WHAT TO DO => Once the line containing "Place a marker on the pavement" is found, set down that line and each one after it exactly, through the end of the entries.
----
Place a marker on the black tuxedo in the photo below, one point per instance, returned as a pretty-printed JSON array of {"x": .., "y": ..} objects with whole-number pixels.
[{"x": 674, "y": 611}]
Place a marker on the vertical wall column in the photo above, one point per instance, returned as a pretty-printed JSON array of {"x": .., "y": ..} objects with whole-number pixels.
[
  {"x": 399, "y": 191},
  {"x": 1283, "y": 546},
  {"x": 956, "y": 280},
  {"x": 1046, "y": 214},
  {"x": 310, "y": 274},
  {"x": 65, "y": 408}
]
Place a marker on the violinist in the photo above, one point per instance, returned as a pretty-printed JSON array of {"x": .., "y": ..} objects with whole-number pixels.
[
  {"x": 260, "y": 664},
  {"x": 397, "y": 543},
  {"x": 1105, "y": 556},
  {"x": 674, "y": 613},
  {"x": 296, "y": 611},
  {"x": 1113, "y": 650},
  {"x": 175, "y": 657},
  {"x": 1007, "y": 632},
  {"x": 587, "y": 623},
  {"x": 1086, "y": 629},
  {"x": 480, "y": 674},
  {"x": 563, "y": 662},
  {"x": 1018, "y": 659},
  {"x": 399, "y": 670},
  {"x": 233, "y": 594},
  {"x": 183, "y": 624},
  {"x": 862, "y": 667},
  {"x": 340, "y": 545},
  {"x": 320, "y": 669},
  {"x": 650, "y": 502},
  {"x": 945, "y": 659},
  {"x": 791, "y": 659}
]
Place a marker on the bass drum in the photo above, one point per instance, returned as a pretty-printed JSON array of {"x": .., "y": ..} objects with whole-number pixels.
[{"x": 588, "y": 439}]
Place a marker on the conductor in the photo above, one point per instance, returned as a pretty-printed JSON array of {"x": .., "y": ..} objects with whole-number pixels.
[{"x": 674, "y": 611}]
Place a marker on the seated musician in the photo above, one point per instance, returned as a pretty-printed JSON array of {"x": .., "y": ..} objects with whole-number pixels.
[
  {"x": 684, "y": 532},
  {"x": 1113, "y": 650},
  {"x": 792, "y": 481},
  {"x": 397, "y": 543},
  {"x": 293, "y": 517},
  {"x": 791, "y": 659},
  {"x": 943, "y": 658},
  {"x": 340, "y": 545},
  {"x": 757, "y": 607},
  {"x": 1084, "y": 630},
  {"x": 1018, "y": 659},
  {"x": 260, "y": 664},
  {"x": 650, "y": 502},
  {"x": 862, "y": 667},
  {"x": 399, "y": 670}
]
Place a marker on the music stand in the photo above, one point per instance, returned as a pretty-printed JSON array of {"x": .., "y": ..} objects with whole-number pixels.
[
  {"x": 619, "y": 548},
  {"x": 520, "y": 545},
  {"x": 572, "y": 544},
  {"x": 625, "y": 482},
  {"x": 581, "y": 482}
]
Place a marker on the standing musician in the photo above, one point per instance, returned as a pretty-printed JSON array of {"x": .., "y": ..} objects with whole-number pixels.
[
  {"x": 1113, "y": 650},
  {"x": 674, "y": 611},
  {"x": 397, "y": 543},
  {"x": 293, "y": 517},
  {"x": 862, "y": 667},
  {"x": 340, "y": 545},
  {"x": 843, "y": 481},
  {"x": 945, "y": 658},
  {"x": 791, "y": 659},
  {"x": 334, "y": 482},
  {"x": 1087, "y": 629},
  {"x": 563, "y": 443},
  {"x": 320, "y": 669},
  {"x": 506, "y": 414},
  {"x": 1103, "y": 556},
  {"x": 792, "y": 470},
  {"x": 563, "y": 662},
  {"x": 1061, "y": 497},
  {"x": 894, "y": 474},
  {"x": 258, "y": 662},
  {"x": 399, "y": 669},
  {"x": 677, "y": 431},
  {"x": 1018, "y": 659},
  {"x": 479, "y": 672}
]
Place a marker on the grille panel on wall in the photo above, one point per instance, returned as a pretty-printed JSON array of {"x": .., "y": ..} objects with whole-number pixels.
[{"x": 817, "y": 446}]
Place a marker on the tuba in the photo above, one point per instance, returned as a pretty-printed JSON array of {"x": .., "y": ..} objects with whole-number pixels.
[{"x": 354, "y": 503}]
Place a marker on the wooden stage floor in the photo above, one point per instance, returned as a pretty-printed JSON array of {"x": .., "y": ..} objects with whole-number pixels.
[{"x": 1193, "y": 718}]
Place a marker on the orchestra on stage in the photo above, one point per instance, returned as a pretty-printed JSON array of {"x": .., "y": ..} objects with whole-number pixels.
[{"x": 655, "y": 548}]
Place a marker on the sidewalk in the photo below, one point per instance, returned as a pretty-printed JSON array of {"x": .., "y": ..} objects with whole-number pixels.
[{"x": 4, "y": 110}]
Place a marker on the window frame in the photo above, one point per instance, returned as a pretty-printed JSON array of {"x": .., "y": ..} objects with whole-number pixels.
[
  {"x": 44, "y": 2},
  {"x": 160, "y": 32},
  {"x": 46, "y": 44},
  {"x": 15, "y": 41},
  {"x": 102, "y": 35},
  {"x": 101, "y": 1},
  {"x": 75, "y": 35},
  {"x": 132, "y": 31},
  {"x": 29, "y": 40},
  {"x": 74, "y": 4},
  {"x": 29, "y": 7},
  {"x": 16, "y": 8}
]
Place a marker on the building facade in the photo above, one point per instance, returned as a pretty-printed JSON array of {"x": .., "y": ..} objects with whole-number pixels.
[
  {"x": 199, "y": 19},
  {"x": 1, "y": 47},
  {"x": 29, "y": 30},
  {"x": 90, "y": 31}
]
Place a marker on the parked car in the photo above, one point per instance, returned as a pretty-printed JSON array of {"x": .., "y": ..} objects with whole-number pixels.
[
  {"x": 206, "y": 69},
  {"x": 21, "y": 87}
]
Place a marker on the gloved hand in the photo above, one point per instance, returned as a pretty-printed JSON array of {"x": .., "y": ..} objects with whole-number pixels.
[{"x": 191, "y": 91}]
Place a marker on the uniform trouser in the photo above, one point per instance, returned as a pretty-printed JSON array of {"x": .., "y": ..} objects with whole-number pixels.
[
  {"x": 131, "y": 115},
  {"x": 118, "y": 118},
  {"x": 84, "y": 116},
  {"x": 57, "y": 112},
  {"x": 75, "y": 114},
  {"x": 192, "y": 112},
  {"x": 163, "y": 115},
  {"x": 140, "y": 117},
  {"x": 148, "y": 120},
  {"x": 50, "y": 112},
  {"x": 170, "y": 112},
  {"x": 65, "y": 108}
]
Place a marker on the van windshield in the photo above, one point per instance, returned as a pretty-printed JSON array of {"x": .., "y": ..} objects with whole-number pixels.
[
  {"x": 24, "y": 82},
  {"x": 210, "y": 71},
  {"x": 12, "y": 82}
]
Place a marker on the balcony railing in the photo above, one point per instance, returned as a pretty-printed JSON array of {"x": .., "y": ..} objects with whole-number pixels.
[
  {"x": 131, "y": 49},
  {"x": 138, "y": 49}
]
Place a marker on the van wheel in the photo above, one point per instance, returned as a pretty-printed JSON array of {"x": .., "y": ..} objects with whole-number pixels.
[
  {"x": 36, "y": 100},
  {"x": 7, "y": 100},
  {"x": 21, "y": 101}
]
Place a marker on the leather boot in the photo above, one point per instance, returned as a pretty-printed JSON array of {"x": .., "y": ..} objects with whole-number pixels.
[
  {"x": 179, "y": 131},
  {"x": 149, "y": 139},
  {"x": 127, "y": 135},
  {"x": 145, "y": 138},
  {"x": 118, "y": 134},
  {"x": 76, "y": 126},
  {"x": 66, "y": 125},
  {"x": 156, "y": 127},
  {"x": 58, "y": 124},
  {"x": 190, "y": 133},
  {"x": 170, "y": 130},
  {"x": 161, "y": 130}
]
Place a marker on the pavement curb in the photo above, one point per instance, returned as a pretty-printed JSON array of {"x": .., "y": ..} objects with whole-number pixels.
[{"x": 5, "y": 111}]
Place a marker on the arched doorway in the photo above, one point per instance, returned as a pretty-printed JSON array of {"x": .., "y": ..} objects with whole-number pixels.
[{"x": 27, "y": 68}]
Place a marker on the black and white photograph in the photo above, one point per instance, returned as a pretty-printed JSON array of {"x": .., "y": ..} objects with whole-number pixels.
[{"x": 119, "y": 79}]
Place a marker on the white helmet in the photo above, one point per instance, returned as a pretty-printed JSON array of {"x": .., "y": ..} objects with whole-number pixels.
----
RESPONSE TO THIS EXERCISE =>
Place a marker on the pavement curb in the photo above, one point per instance, returned as a pretty-printed JSON array of {"x": .., "y": ..} objects with whole-number pixels.
[{"x": 5, "y": 111}]
Place a marker on the arched doorway in the photo above, one point per instance, returned as a pretty-printed JSON array of {"x": .., "y": ..} objects with whole-number pixels.
[{"x": 27, "y": 68}]
Place a marker on the black and white photograph in the photo above, one point per instance, returned as a pretty-printed JSON array of {"x": .., "y": ..} objects with whole-number pixels.
[{"x": 119, "y": 79}]
Place a marker on the white helmet in the photo above, one point per instance, returned as a pretty-printed JSON array of {"x": .., "y": ..} objects with whole-number pixels.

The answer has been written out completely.